- WORK ORDER
Filter the records for "below" and keep each line that has it.
● ● ●
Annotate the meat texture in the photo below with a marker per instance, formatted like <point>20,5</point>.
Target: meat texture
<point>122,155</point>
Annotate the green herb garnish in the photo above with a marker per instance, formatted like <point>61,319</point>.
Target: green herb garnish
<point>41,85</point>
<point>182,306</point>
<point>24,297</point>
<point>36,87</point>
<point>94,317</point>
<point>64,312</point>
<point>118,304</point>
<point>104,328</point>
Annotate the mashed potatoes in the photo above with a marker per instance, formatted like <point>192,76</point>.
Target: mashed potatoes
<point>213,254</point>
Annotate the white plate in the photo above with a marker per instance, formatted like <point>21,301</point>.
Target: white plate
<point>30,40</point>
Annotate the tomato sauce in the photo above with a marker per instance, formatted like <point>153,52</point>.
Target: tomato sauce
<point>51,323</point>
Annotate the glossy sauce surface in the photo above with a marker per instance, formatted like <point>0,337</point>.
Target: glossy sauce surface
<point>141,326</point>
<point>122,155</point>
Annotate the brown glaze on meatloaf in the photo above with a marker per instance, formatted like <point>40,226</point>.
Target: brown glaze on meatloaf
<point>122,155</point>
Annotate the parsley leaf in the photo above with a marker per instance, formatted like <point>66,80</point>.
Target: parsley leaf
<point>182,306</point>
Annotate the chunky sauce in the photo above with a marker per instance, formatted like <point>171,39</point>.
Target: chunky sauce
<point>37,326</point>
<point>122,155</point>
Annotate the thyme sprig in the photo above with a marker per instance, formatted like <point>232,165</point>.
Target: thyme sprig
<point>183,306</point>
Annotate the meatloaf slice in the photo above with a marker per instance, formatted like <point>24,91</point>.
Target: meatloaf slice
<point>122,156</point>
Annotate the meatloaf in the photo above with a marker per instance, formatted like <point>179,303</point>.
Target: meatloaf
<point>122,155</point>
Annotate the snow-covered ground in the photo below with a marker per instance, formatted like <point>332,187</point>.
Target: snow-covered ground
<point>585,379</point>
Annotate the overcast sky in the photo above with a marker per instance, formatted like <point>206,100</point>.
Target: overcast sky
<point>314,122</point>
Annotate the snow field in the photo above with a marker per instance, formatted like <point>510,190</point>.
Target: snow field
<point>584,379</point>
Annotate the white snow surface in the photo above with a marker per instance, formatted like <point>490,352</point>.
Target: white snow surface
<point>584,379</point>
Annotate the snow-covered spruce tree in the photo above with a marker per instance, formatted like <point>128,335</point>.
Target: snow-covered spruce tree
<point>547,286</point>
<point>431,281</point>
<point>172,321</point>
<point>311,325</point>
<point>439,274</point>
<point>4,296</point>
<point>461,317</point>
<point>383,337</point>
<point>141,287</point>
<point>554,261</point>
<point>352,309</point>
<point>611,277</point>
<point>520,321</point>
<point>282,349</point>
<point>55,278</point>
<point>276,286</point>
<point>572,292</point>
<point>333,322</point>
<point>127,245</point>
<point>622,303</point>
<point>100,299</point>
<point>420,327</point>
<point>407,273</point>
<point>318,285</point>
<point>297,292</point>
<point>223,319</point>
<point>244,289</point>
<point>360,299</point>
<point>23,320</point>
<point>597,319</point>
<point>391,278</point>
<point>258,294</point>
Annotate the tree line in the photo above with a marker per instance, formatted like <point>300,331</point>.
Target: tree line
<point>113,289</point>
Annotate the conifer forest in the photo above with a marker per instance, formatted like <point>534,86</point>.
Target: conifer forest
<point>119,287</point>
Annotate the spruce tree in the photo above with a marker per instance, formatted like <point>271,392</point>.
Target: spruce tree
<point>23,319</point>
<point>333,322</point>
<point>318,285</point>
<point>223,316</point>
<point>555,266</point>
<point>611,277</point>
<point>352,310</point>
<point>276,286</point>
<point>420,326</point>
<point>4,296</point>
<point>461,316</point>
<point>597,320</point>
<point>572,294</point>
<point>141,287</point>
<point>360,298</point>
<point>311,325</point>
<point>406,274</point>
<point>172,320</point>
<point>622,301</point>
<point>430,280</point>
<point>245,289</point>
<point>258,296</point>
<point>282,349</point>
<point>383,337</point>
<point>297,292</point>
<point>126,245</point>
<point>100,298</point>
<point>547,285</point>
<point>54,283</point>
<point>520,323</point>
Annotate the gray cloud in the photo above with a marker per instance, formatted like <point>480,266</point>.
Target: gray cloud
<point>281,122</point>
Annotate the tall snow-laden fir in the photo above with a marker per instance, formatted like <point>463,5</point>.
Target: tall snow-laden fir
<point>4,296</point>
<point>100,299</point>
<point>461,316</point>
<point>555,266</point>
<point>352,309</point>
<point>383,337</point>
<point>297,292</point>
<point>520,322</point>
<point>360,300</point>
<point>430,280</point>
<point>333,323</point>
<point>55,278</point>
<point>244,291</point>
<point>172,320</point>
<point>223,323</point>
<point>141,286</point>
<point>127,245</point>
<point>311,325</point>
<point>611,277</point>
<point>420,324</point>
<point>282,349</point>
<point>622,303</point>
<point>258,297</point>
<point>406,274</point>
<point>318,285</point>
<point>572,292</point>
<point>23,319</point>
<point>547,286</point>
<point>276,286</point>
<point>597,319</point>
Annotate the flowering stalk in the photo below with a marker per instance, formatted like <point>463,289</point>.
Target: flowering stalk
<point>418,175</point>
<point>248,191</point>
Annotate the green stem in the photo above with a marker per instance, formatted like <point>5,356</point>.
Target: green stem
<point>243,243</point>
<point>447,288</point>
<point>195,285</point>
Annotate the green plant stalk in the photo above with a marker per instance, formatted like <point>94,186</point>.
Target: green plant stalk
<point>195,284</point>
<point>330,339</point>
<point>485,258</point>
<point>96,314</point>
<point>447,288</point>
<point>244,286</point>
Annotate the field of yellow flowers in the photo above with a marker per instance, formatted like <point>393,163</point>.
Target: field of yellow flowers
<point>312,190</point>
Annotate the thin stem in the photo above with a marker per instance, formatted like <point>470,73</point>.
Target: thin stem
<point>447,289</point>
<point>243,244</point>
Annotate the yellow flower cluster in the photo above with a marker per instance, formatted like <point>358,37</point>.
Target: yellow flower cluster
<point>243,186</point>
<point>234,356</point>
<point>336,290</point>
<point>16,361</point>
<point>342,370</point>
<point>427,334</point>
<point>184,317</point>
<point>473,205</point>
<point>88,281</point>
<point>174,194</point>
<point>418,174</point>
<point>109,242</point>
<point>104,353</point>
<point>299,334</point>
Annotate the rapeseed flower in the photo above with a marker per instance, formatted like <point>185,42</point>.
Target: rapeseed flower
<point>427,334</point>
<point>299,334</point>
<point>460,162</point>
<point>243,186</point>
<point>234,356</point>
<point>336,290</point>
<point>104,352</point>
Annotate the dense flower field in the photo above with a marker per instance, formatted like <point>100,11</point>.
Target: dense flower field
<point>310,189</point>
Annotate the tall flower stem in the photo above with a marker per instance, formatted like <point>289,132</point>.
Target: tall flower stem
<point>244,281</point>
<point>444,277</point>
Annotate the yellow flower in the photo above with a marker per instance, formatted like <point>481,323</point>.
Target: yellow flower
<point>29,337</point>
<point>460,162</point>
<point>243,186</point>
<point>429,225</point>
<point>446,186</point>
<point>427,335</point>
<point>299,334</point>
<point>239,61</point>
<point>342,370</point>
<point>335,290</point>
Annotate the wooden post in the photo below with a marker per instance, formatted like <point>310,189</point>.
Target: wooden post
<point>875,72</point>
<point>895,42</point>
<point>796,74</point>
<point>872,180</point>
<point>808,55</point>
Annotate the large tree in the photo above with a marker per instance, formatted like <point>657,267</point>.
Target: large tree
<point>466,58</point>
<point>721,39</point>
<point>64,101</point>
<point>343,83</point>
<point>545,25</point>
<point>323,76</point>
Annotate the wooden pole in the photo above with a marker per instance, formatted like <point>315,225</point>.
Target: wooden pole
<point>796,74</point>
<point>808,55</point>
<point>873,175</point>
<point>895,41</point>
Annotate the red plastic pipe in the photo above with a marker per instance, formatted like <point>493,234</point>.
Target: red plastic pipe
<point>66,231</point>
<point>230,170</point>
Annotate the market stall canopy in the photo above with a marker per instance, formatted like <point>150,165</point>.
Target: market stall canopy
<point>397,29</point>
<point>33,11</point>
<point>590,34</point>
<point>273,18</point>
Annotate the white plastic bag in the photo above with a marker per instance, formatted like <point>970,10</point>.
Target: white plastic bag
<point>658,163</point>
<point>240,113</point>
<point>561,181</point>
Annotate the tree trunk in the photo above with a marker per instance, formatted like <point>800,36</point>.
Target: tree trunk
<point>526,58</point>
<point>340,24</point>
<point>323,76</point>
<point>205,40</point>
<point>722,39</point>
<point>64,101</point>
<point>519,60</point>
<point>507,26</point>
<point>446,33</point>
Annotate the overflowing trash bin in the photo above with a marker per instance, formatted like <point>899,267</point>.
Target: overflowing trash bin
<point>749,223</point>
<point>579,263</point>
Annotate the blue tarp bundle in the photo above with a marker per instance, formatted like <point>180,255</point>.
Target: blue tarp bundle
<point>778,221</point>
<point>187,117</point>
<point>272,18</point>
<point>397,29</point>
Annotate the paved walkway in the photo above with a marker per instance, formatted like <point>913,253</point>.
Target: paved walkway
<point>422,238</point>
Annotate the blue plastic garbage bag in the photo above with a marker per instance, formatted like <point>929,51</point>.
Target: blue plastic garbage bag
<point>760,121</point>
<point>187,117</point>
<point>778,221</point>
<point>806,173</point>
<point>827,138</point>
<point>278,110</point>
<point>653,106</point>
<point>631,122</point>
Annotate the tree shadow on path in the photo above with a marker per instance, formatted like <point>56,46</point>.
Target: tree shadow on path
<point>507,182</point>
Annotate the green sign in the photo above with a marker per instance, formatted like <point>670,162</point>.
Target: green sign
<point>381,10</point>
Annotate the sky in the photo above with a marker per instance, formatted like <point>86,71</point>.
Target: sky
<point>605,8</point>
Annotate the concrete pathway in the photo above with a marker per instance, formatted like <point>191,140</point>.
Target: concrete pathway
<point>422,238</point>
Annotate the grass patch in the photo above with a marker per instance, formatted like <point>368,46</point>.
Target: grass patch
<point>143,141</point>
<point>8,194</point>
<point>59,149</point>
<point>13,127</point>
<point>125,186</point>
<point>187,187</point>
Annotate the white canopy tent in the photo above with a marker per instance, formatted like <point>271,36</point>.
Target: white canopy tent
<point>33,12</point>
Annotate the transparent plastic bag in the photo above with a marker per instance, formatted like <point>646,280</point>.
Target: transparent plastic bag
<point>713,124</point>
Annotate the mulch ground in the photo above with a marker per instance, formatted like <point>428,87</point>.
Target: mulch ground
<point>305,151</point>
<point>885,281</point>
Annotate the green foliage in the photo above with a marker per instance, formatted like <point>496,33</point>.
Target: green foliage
● ● ●
- ANSWER
Annotate the meat texture in the photo below with a marker per instance, formatted like <point>20,5</point>.
Annotate the snow-covered ground in the photo below with a marker per instance, formatted like <point>332,187</point>.
Annotate the flowering stalk in the photo below with a marker per instance, formatted like <point>463,289</point>.
Annotate the wooden post in the photo below with a marker per instance, formatted like <point>310,189</point>.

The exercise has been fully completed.